### What the exercise asks
Write each line exactly, from the line that holds "green tree with a single marker." through the final line of the material, and no other line.

### Data provided
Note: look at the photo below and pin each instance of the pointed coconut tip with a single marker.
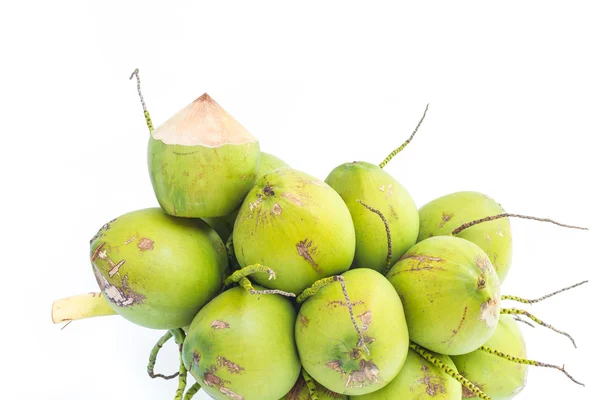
(203, 122)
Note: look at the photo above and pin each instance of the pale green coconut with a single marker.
(297, 225)
(156, 270)
(224, 225)
(202, 162)
(241, 346)
(498, 378)
(444, 214)
(329, 344)
(419, 380)
(300, 391)
(450, 292)
(378, 189)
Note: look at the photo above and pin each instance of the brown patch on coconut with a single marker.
(445, 218)
(146, 244)
(232, 367)
(216, 324)
(434, 383)
(306, 251)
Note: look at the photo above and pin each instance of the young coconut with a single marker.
(241, 346)
(202, 162)
(358, 353)
(156, 270)
(298, 226)
(224, 225)
(498, 378)
(419, 379)
(477, 218)
(369, 182)
(450, 293)
(307, 388)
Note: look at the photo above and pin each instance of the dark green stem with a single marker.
(399, 149)
(449, 371)
(515, 311)
(191, 392)
(154, 354)
(136, 73)
(526, 301)
(527, 362)
(506, 215)
(388, 259)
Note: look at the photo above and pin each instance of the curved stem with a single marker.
(527, 362)
(399, 149)
(449, 371)
(136, 73)
(154, 354)
(505, 215)
(79, 307)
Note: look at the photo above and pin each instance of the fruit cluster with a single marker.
(278, 285)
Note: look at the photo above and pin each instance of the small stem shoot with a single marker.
(388, 259)
(154, 354)
(533, 301)
(505, 215)
(514, 311)
(528, 362)
(449, 371)
(136, 73)
(399, 149)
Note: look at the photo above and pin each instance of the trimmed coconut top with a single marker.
(202, 123)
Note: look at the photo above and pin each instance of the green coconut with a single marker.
(498, 378)
(378, 189)
(300, 391)
(419, 379)
(450, 292)
(441, 216)
(329, 344)
(224, 225)
(202, 162)
(241, 346)
(156, 270)
(297, 225)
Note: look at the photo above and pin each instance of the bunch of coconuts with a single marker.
(276, 284)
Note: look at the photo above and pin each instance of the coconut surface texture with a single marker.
(297, 225)
(498, 378)
(378, 189)
(224, 225)
(418, 380)
(444, 214)
(450, 292)
(300, 391)
(202, 162)
(241, 346)
(156, 270)
(328, 342)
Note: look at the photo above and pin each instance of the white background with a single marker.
(514, 93)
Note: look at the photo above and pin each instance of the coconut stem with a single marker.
(505, 215)
(136, 73)
(154, 354)
(310, 384)
(448, 370)
(179, 336)
(521, 320)
(399, 149)
(388, 259)
(246, 284)
(526, 301)
(514, 311)
(79, 307)
(195, 388)
(528, 362)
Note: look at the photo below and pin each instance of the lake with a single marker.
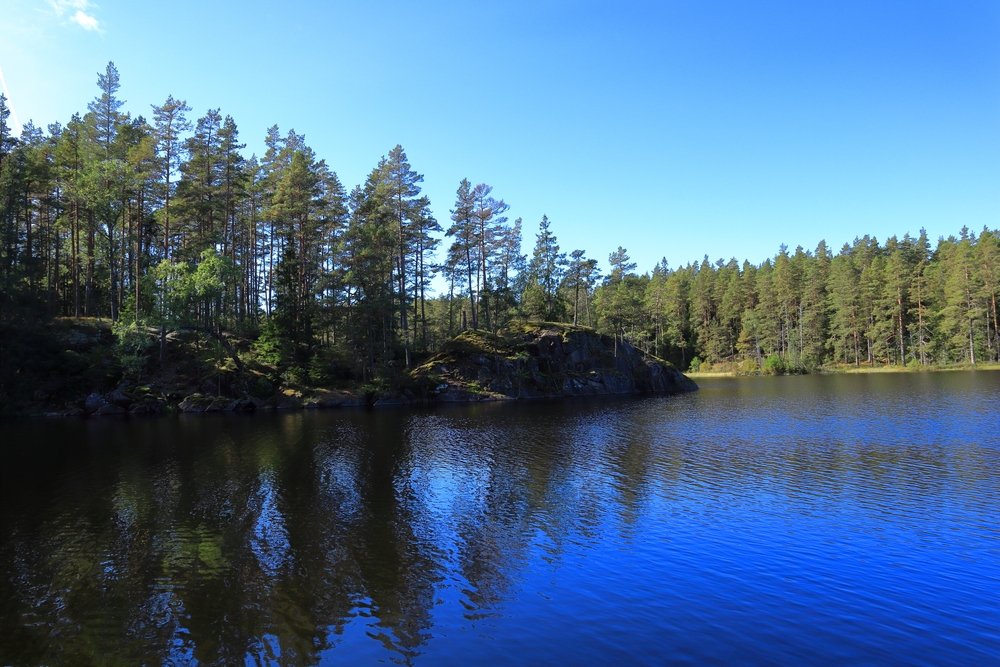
(817, 520)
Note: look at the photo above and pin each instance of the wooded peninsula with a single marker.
(151, 256)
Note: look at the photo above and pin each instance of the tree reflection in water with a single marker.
(284, 538)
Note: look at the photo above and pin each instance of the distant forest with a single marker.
(162, 222)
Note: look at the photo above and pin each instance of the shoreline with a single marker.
(854, 370)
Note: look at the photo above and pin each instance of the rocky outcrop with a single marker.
(541, 361)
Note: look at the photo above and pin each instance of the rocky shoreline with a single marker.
(527, 361)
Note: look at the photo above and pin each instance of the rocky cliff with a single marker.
(540, 360)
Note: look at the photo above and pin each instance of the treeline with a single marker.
(163, 223)
(898, 303)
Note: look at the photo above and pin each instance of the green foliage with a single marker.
(272, 346)
(131, 345)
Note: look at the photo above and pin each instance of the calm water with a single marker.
(802, 520)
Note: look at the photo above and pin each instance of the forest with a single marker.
(160, 224)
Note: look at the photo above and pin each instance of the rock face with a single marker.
(544, 360)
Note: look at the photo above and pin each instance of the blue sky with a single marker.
(674, 129)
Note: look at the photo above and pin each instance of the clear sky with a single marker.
(674, 129)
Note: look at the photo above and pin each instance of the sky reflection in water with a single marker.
(816, 520)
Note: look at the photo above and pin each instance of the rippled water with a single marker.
(800, 520)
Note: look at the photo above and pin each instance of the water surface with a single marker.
(801, 520)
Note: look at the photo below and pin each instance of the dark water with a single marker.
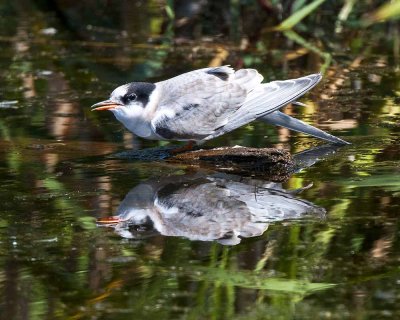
(331, 251)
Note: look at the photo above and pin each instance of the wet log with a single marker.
(269, 163)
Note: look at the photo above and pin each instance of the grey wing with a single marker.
(203, 212)
(196, 104)
(267, 98)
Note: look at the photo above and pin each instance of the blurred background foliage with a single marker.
(58, 57)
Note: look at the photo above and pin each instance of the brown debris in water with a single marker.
(270, 163)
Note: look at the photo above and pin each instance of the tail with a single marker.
(267, 98)
(278, 118)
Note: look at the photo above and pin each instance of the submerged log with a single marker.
(270, 163)
(267, 163)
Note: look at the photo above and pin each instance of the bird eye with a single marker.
(131, 97)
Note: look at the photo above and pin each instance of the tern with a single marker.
(206, 103)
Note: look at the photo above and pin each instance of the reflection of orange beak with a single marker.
(105, 105)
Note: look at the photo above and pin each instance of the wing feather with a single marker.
(196, 103)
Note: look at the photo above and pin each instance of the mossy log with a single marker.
(269, 163)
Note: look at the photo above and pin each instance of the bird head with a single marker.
(127, 101)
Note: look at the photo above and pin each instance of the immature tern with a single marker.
(206, 103)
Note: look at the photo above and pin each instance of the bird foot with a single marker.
(109, 220)
(187, 147)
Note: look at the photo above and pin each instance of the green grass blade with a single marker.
(390, 10)
(296, 17)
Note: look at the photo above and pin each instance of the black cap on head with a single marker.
(138, 91)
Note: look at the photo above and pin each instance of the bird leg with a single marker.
(109, 220)
(187, 147)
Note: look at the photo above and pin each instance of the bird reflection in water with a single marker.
(217, 207)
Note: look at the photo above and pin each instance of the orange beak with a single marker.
(105, 105)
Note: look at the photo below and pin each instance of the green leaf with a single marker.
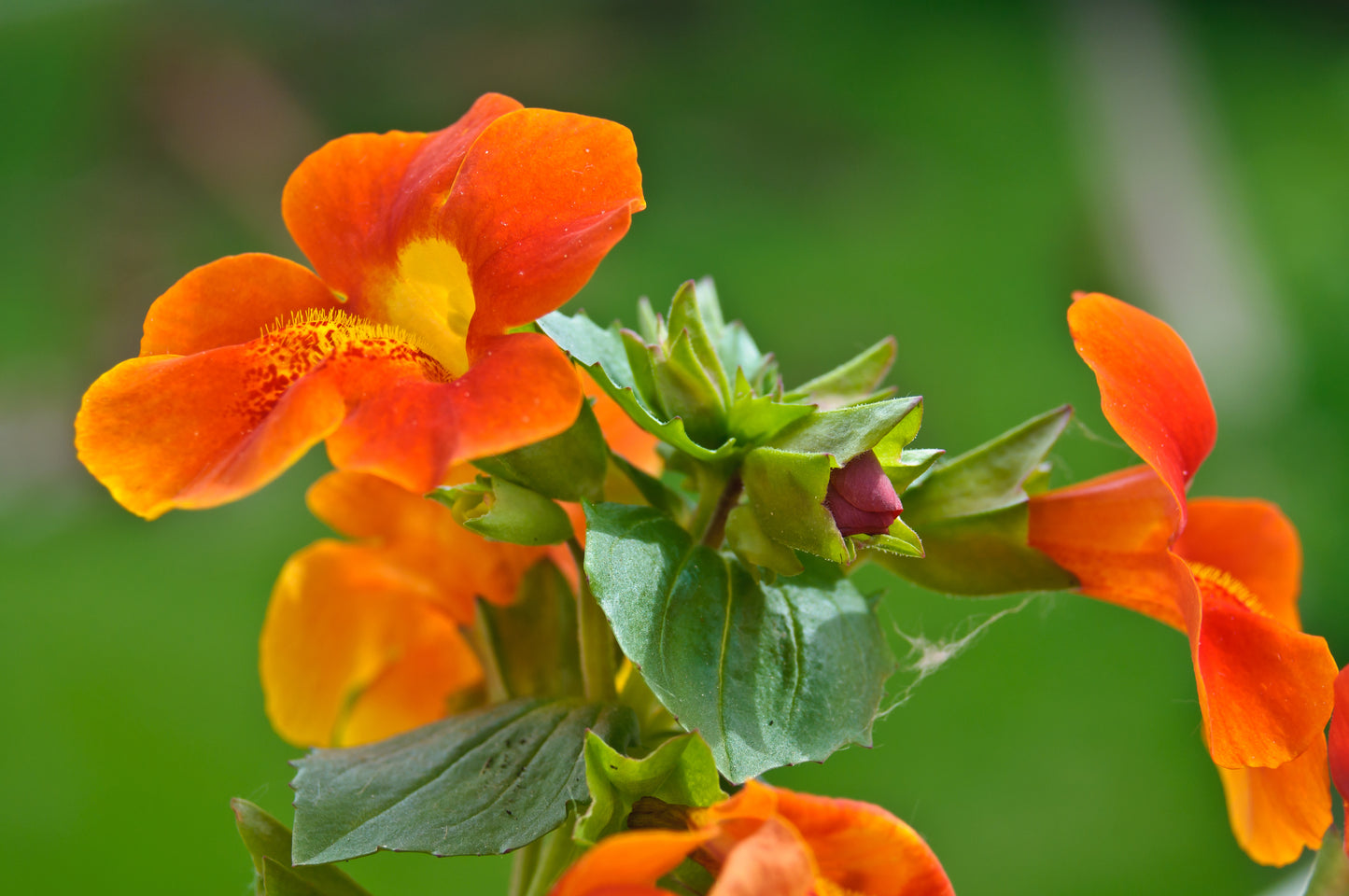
(508, 513)
(532, 641)
(787, 491)
(904, 469)
(1330, 874)
(681, 771)
(848, 432)
(485, 781)
(854, 378)
(989, 477)
(269, 844)
(567, 467)
(602, 353)
(769, 675)
(973, 516)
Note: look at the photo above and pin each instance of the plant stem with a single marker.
(715, 532)
(597, 638)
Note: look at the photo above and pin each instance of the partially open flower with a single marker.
(863, 498)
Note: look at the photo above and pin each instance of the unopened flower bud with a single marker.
(861, 497)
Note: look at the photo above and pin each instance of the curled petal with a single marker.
(1112, 533)
(522, 389)
(1252, 541)
(354, 648)
(863, 847)
(1278, 811)
(203, 429)
(1266, 690)
(540, 199)
(232, 301)
(423, 540)
(1151, 389)
(629, 864)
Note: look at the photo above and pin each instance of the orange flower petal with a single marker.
(1112, 533)
(336, 205)
(772, 861)
(354, 650)
(1266, 690)
(629, 864)
(863, 847)
(423, 539)
(1278, 811)
(1254, 541)
(539, 202)
(203, 429)
(1151, 389)
(231, 301)
(520, 390)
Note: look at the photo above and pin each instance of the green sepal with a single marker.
(567, 467)
(688, 392)
(899, 539)
(787, 491)
(909, 466)
(1330, 871)
(602, 353)
(753, 545)
(769, 674)
(485, 781)
(973, 516)
(269, 845)
(687, 316)
(500, 511)
(679, 771)
(851, 381)
(532, 648)
(846, 432)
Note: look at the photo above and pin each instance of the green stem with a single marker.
(597, 638)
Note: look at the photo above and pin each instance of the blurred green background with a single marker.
(845, 170)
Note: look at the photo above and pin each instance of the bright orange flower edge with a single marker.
(429, 247)
(1224, 571)
(767, 841)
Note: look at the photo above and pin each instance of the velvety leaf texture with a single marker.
(485, 781)
(767, 674)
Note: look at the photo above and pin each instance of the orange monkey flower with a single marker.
(1222, 571)
(428, 250)
(363, 638)
(766, 841)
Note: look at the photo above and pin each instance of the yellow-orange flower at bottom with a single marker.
(766, 841)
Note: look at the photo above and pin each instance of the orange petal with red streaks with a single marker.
(354, 648)
(1254, 541)
(1266, 690)
(1151, 389)
(1340, 735)
(1113, 535)
(629, 864)
(772, 861)
(520, 390)
(423, 539)
(197, 430)
(336, 205)
(231, 301)
(540, 199)
(1276, 813)
(863, 847)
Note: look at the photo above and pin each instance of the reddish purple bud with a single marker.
(863, 498)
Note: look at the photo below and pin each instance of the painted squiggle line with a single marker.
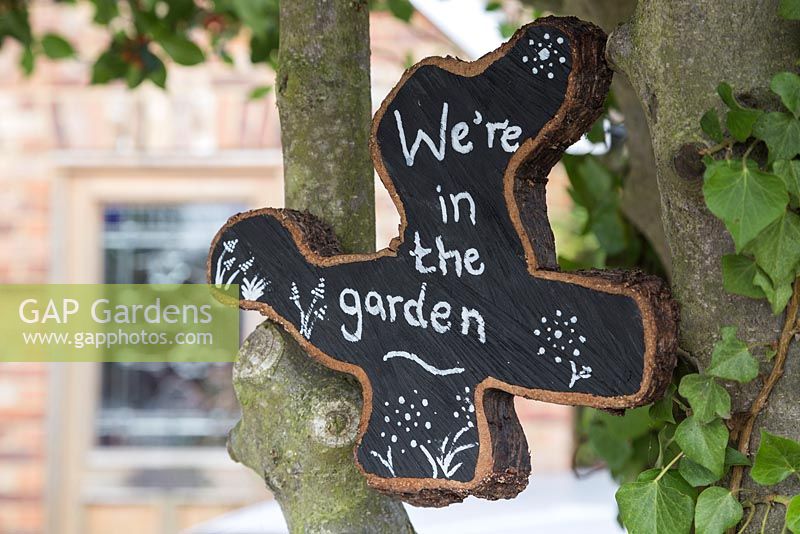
(428, 367)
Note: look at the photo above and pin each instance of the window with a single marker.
(163, 404)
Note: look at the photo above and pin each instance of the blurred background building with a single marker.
(103, 184)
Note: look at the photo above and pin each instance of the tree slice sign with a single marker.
(466, 308)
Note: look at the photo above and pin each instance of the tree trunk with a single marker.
(675, 52)
(299, 419)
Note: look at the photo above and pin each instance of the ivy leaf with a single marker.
(793, 515)
(789, 9)
(731, 359)
(704, 443)
(182, 50)
(776, 459)
(710, 125)
(778, 295)
(695, 474)
(737, 276)
(746, 199)
(260, 92)
(777, 249)
(787, 86)
(402, 9)
(707, 398)
(56, 47)
(717, 510)
(661, 410)
(740, 120)
(781, 133)
(655, 507)
(734, 457)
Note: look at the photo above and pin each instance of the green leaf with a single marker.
(695, 474)
(793, 515)
(27, 61)
(182, 50)
(781, 133)
(661, 410)
(56, 47)
(707, 398)
(710, 125)
(731, 359)
(746, 199)
(734, 457)
(717, 510)
(105, 11)
(787, 86)
(778, 295)
(109, 66)
(260, 92)
(704, 443)
(789, 172)
(776, 459)
(402, 9)
(655, 507)
(777, 249)
(737, 276)
(789, 9)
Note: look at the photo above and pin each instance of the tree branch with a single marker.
(300, 419)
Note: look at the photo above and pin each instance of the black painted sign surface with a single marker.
(466, 308)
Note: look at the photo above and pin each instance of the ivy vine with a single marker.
(682, 460)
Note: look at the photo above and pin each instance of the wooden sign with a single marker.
(466, 308)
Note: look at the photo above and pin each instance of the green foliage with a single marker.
(706, 397)
(745, 198)
(658, 505)
(793, 515)
(716, 511)
(56, 47)
(731, 359)
(777, 458)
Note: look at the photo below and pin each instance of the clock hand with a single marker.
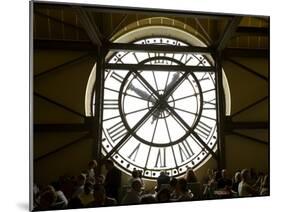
(145, 95)
(176, 76)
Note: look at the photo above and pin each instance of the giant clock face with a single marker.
(159, 120)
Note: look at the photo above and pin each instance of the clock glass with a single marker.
(156, 120)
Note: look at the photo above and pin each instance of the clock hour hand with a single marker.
(143, 94)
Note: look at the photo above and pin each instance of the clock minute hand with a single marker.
(176, 76)
(142, 93)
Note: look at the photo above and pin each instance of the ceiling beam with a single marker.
(246, 68)
(59, 105)
(158, 48)
(159, 67)
(80, 127)
(89, 25)
(87, 45)
(133, 10)
(249, 106)
(250, 138)
(229, 31)
(231, 125)
(244, 52)
(252, 31)
(82, 138)
(67, 63)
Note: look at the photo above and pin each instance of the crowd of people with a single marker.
(89, 189)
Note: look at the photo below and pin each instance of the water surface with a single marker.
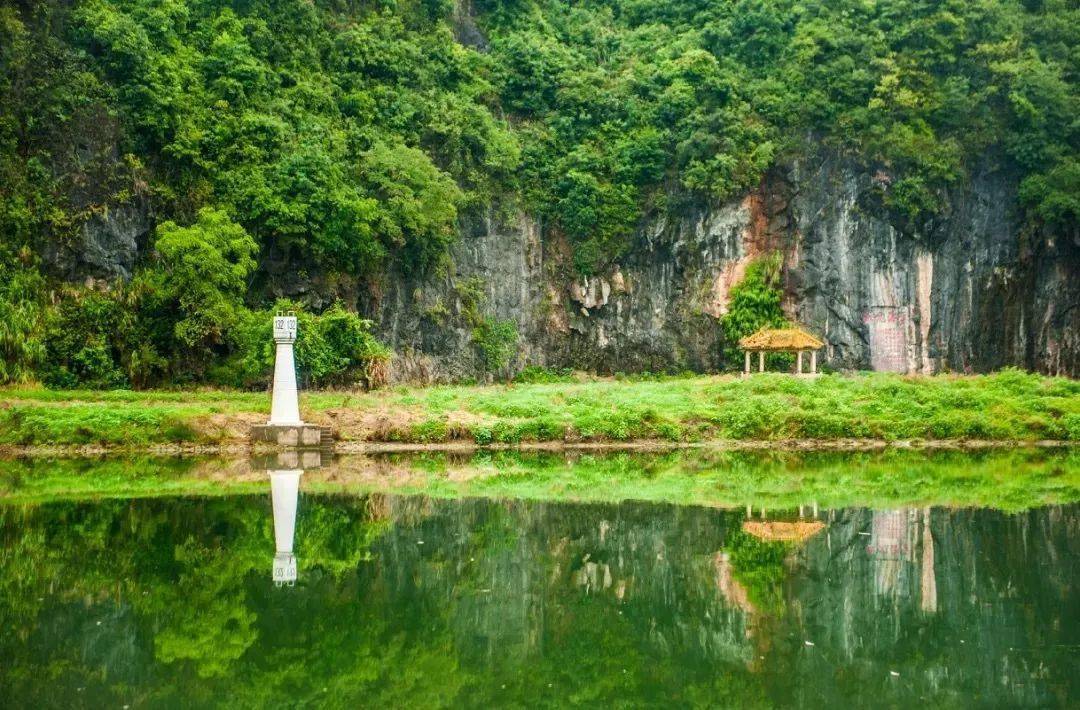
(395, 600)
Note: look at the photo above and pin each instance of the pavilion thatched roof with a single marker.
(781, 338)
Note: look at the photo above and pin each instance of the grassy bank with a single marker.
(1010, 405)
(1011, 480)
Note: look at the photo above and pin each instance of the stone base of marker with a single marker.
(296, 436)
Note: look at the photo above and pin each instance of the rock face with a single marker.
(967, 292)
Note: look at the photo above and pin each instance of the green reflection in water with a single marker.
(413, 601)
(1009, 480)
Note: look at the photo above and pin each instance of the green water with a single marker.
(406, 600)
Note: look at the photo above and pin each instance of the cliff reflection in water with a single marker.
(412, 601)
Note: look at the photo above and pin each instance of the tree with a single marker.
(204, 269)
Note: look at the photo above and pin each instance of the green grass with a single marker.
(1010, 480)
(1006, 405)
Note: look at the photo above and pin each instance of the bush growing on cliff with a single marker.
(755, 303)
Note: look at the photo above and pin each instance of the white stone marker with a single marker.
(284, 492)
(285, 409)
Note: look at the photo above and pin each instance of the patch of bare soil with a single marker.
(368, 424)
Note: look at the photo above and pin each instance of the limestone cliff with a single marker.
(969, 291)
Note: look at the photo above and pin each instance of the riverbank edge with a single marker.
(238, 449)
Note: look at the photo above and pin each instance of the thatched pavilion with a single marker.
(782, 339)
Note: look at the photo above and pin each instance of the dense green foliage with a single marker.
(343, 136)
(1006, 406)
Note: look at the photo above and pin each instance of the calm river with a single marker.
(314, 589)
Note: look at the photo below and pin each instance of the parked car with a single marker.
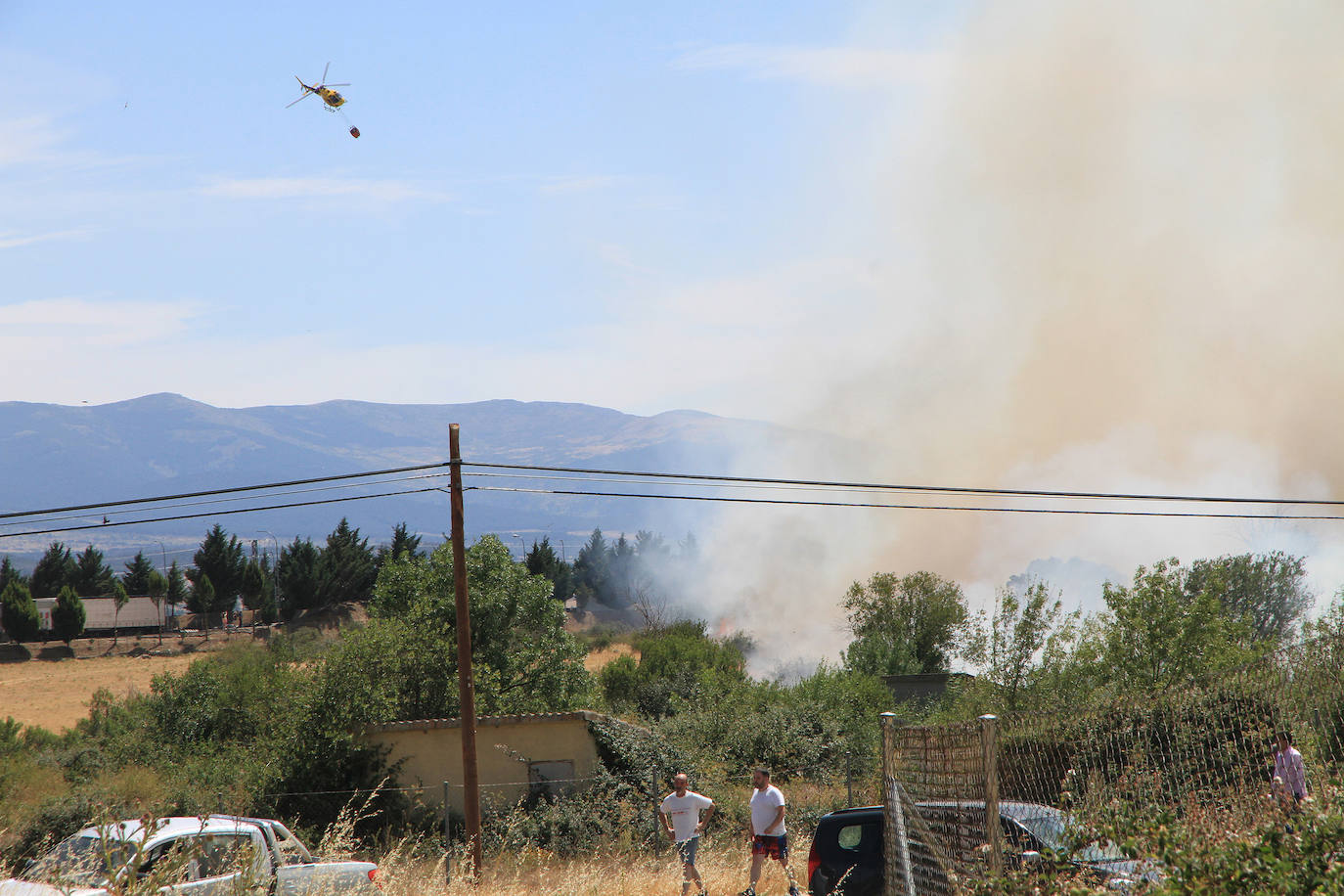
(215, 856)
(847, 850)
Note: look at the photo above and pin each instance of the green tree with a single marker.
(254, 586)
(905, 625)
(1268, 589)
(1026, 636)
(176, 586)
(19, 612)
(297, 578)
(10, 572)
(403, 662)
(592, 569)
(402, 543)
(221, 558)
(1156, 634)
(56, 569)
(67, 615)
(136, 578)
(92, 575)
(118, 600)
(202, 598)
(543, 560)
(345, 569)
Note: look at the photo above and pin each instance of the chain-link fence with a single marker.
(972, 799)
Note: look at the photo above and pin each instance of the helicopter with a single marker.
(323, 89)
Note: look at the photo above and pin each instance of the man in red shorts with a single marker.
(769, 838)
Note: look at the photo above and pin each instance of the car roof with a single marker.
(162, 828)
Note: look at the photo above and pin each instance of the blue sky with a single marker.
(1031, 244)
(589, 202)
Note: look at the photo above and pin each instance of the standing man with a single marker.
(769, 838)
(1287, 767)
(680, 814)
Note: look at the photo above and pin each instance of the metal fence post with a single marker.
(448, 840)
(897, 874)
(653, 792)
(989, 762)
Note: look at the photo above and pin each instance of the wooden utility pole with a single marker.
(466, 684)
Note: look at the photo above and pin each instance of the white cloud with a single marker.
(388, 191)
(581, 184)
(852, 67)
(13, 240)
(28, 140)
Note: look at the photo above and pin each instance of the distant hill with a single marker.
(56, 456)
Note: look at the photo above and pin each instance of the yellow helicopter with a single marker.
(323, 89)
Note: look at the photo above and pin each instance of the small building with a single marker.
(515, 755)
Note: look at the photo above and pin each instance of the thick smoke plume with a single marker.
(1106, 255)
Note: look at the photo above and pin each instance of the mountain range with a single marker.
(54, 456)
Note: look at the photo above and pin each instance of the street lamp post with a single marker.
(274, 576)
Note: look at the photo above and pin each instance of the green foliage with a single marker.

### Task solution
Note: look at the photo above and pin each instance of the green tree with a single marker.
(254, 586)
(905, 625)
(1268, 589)
(1026, 636)
(176, 586)
(19, 612)
(297, 578)
(10, 572)
(403, 662)
(592, 569)
(402, 543)
(221, 558)
(1156, 634)
(56, 569)
(67, 615)
(136, 578)
(92, 575)
(118, 600)
(202, 598)
(543, 560)
(345, 569)
Note: look at the photo above and pin each instance of the chain-link fence with a single marker.
(972, 799)
Note: look at the photo above and pin each instance of the helicopter with a single marker.
(323, 89)
Note: look at the photo above and pin each instance of the man in red shorts with a single marker.
(769, 838)
Note: look at the photo above and pin each instance of the car roof with a single marker.
(162, 828)
Note: look at the photo above and pin each instance of the blue sky with a single marker.
(1031, 244)
(589, 202)
Note: look at the photo above and pin each instance of the standing man with a single marker.
(769, 838)
(1287, 767)
(680, 814)
Note: look at the photo above and pin each instance of the metal fence post with a single marker.
(448, 840)
(897, 874)
(653, 792)
(989, 762)
Note: look at the photo above and pin each instance of the wooden utility pole with a single marker.
(466, 684)
Note: look at the photo above and pin each instance of the white cloud with a single marker.
(388, 191)
(581, 184)
(852, 67)
(13, 240)
(28, 140)
Note: look at the photo above and pin each instance of the distant hill with a single marker.
(56, 456)
Note: look at the photo above and pin each instance of the yellow helicopter with a single marker.
(323, 89)
Note: look at the photo above and pin each instance of the small building with a single marker.
(515, 755)
Note: look at the photo above and pin each instance of the thick smoke plume with a single marker.
(1106, 255)
Note: look at the photo above and pin each instance of the mountain range with a single marker.
(54, 456)
Note: look at the photo above and pin each instance of the street lamp post with a single marker.
(274, 576)
Note: look at the photo above and pin each instance of the green foliage with a single marker.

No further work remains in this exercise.